* [Questions]
1. In the Dadaab kidnapping report, rewrite the passage from "Some aid agencies" to "across the border.", changing "aid agencies" to "relief groups".
2. List every geographic place named in the Dadaab kidnapping report.
3. Continue the Dadaab kidnapping report from where it stops.

* [Text block]

Credit: Reuters/Noor Khamis
By Richard Lough
NAIROBI |
Fri Oct 14, 2011 2:02pm EDT
NAIROBI (Reuters) - The U.N. refugee agency (UNHCR) said Friday it had suspended non-essential operations at Kenya's Dadaab refugee camp near the border with lawless Somalia as security forces scoured the area for two Spanish aid workers kidnapped a day earlier.
Kenyan security forces fanned out through the semi-arid border area Friday, hunting abductors believed by Kenyan police to be Somali al Shabaab insurgents. The al Qaeda-linked rebel movement has denied it was responsible for the attack.
Some aid agencies have become increasingly concerned by the worsening insecurity at the sprawling camp, where refugee numbers have swollen to more than 460,000 this year as famine and conflict drive Somalis across the border.
Nevertheless, the brazen nature of Thursday's broad daylight attack on two women working for Medecins Sans Frontieres in the heart of the camp stunned its relief workers.

* [Given data]

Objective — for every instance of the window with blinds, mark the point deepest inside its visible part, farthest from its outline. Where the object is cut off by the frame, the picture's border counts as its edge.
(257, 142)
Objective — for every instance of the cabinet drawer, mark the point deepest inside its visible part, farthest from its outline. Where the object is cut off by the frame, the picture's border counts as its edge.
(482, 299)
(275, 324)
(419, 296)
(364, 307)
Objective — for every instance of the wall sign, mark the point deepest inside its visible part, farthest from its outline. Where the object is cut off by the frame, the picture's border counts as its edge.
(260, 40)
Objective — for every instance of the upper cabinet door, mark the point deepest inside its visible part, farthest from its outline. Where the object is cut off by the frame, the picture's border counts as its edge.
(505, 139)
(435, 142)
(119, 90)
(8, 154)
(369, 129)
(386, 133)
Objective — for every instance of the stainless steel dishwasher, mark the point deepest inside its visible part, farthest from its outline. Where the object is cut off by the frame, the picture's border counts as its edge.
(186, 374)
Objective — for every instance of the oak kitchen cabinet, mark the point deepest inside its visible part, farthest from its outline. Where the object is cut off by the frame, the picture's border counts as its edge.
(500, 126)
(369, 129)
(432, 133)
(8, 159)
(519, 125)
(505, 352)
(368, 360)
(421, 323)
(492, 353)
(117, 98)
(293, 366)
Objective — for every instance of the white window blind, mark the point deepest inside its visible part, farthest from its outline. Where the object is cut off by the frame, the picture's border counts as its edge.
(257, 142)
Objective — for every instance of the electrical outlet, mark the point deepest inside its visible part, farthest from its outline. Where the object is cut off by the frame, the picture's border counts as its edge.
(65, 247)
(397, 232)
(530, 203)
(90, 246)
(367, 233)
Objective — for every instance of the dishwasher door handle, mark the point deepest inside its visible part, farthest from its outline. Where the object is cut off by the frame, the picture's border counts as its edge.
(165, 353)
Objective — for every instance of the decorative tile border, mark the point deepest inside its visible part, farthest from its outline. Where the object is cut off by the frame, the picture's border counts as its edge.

* [Answers to the tasks]
1.
Some relief groups have become increasingly concerned by the worsening insecurity at the sprawling camp, where refugee numbers have swollen to more than 460,000 this year as famine and conflict drive Somalis across the border.

2.
Nairobi
Kenya
Dadaab
Somalia

3.
"Today we have to hold everyone (at) base. We just have a thin staffing that is going down to the camps with a police patrol because some services cannot be suspended," said Emmanuel Nyabera, spokesman for UNHCR Kenya.
That meant there would be no registration of new arrivals, he said, but that water distribution, for example, would continue.
It was not clear when the agency's staff would be able to return to normal operations, Nyabera said. For now there were no plans for an evacuation of foreign staff, he added.
Medecins Sans Frontieres in Madrid said Blanca Thiebaut, 30, from Madrid, was one of the kidnapped Spanish women. The other woman, Montserrat Serra, 40, had been named yesterday. They both worked in logistics for the group at the camp.
"MSF has not been able to establish contact with the kidnapped workers so far. A crisis committee has been set up to manage the incident," Jose Antonio Bastos, president of Medecins Sans Frontieres in Spain told a news conference in Madrid.
"MSF always works without armed security... It's part of our policy to show people and armed groups that we have nothing to do with the conflict and we are purely a humanitarian and medical organization," Bastos said.
The African Union strongly condemned the abduction, which came some weeks after gunmen with close ties to Somali militants kidnapped two Western visitors on northern Kenya's coast in separate incidents.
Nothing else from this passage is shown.